WHAT YOU ARE ASKED TO DO
Reproduce the passage on MOS forecast guidance word for word, starting at "This paper compares" and continuing up to and including "MOS and NDFD.".

This paper compares MOS and gridded MOS (GMOS) to the forecaster-produced NDFD at approximately 1200 station locations in the conterminous United States. Results indicate that GMOS should provide good guidance for preparing the NDFD. In those areas of the country where station observations well represent the grid, GMOS features accuracy comparable to that of NDFD. In areas of complex terrain not well represented by station observations, GMOS appears similar to NDFD in its depiction. A new score is introduced to measure convergence from a long-range forecast to the final short-range forecast. This shows good GMOS forecast continuity when compared to station MOS and NDFD.
Model output statistics (MOS) guidance forecasts have been produced and provided to National Weather Service (NWS) forecasters and private entities for over three decades (Glahn and Lowry 1972; Carter et al. 1989). Until recently, MOS guidance was prepared for observing stations and formatted in text bulletins while official NWS forecasts for stations and zones were prepared by forecasters typing text. The flagship product of today’s NWS is the National Digital Forecast Database (NDFD; Glahn and Ruth 2003). Legacy text products are automatically produced from digital forecasts and, more importantly, the database itself is made available to all customers and partners—public and private—so that those customers and partners can create a wide range of text, graphic, and image products of their own (information online at www.weather.gov/ndfd). In support of NDFD, MOS is also now produced on grids (Dallavalle and Glahn 2005), which are broadcast to NWS Weather Forecast Offices (WFOs) and posted for download via NDFD’s companion—the National Digital Guidance Database (NDGD).

Stored data entries
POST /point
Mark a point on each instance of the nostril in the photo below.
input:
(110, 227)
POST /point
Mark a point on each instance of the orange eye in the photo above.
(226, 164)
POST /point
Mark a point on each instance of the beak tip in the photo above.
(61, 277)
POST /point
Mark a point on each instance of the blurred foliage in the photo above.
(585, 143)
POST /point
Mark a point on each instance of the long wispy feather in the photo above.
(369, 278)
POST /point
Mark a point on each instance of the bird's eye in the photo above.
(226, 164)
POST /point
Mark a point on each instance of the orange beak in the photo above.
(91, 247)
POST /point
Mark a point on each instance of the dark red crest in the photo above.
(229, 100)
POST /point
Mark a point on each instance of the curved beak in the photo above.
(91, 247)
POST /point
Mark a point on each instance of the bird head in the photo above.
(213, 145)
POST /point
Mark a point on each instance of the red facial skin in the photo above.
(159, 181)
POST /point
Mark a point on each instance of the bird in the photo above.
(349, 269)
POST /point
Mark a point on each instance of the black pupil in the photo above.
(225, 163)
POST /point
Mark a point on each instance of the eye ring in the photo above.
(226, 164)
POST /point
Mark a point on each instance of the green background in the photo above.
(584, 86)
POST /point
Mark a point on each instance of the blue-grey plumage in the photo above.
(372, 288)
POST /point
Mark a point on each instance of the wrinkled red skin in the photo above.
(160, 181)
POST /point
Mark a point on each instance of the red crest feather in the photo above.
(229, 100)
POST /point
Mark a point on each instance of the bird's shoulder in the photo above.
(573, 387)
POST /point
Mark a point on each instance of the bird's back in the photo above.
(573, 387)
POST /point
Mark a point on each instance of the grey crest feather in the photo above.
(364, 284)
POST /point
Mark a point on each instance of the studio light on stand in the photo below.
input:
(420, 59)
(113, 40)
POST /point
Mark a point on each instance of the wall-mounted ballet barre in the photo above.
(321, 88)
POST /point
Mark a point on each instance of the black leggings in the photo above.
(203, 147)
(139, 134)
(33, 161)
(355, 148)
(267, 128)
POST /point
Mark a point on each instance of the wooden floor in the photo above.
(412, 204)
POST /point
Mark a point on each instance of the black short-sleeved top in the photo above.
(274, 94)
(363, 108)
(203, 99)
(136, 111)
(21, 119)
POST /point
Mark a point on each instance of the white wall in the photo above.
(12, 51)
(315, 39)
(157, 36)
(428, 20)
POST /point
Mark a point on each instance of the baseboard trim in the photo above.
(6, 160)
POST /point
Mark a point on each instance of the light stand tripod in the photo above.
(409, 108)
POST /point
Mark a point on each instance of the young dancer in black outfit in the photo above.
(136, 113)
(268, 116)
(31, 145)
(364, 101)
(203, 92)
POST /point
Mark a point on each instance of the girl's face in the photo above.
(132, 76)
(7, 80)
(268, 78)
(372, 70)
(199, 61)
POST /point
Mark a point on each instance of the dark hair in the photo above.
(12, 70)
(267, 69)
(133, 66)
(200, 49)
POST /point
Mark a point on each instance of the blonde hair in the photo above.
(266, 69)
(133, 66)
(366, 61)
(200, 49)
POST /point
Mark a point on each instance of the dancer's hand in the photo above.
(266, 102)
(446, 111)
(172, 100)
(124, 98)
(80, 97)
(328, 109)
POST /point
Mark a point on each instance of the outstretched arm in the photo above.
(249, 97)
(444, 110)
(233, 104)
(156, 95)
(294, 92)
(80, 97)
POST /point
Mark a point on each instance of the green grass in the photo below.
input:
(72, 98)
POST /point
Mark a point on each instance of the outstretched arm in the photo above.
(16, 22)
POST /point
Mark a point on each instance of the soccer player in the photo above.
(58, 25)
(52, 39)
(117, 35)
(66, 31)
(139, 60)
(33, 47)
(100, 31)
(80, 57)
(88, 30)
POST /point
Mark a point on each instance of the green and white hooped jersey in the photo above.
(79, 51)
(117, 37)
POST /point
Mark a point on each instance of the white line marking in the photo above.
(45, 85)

RESPONSE TO THE EXERCISE
This paper compares MOS and gridded MOS (GMOS) to the forecaster-produced NDFD at approximately 1200 station locations in the conterminous United States. Results indicate that GMOS should provide good guidance for preparing the NDFD. In those areas of the country where station observations well represent the grid, GMOS features accuracy comparable to that of NDFD. In areas of complex terrain not well represented by station observations, GMOS appears similar to NDFD in its depiction. A new score is introduced to measure convergence from a long-range forecast to the final short-range forecast. This shows good GMOS forecast continuity when compared to station MOS and NDFD.